## Aim
Pictures stay out of the copy; set down each line of the listing below exactly.

Image region outline records:
>> Start
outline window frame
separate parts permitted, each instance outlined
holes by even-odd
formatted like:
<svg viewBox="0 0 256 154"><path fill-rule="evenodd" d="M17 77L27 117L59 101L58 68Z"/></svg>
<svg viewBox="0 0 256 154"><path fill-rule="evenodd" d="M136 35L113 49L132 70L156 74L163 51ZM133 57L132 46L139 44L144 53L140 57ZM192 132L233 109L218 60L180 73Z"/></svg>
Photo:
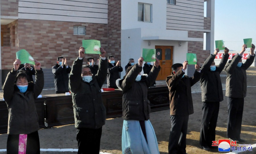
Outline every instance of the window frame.
<svg viewBox="0 0 256 154"><path fill-rule="evenodd" d="M148 23L152 23L153 22L153 18L152 18L152 16L153 16L153 13L152 13L152 12L153 12L153 5L151 4L148 4L147 3L138 3L138 9L137 9L137 11L139 11L139 4L143 4L143 12L142 13L143 14L143 21L141 21L140 20L138 20L138 22L148 22ZM150 6L150 21L148 22L145 21L145 5L148 5ZM138 14L137 15L137 18L138 17L138 16L139 16L139 14Z"/></svg>
<svg viewBox="0 0 256 154"><path fill-rule="evenodd" d="M170 3L168 3L168 1L169 1L170 2ZM176 0L174 0L174 3L171 3L171 0L166 0L166 3L168 4L171 4L172 5L176 5Z"/></svg>
<svg viewBox="0 0 256 154"><path fill-rule="evenodd" d="M77 27L77 34L74 34L74 28L75 27ZM80 27L82 27L84 29L84 33L81 34L79 33L79 28ZM73 34L75 35L86 35L86 26L74 26L73 27Z"/></svg>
>> End
## Result below
outline window frame
separate parts permitted, each instance outlined
holes by even-odd
formatted like:
<svg viewBox="0 0 256 154"><path fill-rule="evenodd" d="M17 77L27 117L59 101L58 68Z"/></svg>
<svg viewBox="0 0 256 154"><path fill-rule="evenodd" d="M136 35L113 49L132 70L156 74L163 51ZM133 57L132 46L139 44L144 53L140 57ZM192 132L233 109L218 60L180 73Z"/></svg>
Photo:
Outline every instance of the window frame.
<svg viewBox="0 0 256 154"><path fill-rule="evenodd" d="M148 23L152 23L153 22L153 18L152 18L152 16L153 16L153 13L152 13L152 12L153 12L153 5L151 4L148 4L147 3L138 3L138 9L137 9L137 11L139 11L139 4L143 4L143 12L142 13L143 14L143 21L141 21L140 20L138 20L138 22L148 22ZM150 6L150 21L148 22L145 21L145 5L148 5ZM138 14L137 15L137 18L138 17L138 16L139 16L139 14Z"/></svg>
<svg viewBox="0 0 256 154"><path fill-rule="evenodd" d="M170 3L168 3L168 1L169 1L170 2ZM176 0L174 0L174 3L171 3L171 0L166 0L166 3L168 4L171 4L172 5L176 5Z"/></svg>
<svg viewBox="0 0 256 154"><path fill-rule="evenodd" d="M77 27L77 34L74 34L74 28L75 27ZM80 27L82 27L84 29L84 33L81 34L79 33L79 28ZM73 34L75 35L86 35L86 26L74 26L73 27Z"/></svg>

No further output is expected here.